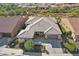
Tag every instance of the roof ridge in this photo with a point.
(28, 27)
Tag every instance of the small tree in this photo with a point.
(28, 44)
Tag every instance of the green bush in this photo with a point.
(28, 44)
(70, 46)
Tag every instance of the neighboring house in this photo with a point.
(11, 25)
(33, 5)
(72, 24)
(45, 27)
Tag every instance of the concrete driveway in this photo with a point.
(53, 46)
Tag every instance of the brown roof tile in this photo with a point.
(7, 24)
(75, 24)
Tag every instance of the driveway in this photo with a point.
(53, 46)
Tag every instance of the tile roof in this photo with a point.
(7, 24)
(42, 24)
(74, 21)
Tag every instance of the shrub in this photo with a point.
(70, 46)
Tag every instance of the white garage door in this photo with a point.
(52, 36)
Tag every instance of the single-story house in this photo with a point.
(72, 24)
(11, 25)
(43, 26)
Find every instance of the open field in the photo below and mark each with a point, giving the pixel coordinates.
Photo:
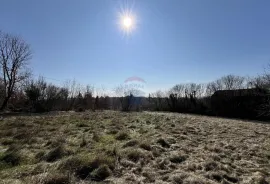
(116, 147)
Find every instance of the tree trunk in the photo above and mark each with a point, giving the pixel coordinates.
(4, 104)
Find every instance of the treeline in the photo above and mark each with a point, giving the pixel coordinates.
(231, 95)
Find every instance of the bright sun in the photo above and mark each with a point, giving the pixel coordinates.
(127, 19)
(127, 22)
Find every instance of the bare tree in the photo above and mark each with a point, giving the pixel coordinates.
(14, 56)
(232, 82)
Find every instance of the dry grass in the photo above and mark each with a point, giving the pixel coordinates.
(117, 147)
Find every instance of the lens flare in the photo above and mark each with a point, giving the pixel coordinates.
(127, 20)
· · · · · · ·
[Try it] From the line containing "Find every instance of the bright" to the last line of the material, please quote every line exactly and only those.

[Task solution]
Find every instance of the bright sun in the photo above and mark each with a point, giving the pixel coordinates.
(127, 19)
(127, 22)
Find every instance of the bare tree in the photo above and mark each with a point, giving the pixel coordinates.
(14, 56)
(232, 82)
Find every instance of the dry grass in the photo above and mark each with a point, giving the pixel coordinates.
(117, 147)
Find every instance of the lens flare in the photo above and mark each with a point, giving the pixel coordinates.
(127, 20)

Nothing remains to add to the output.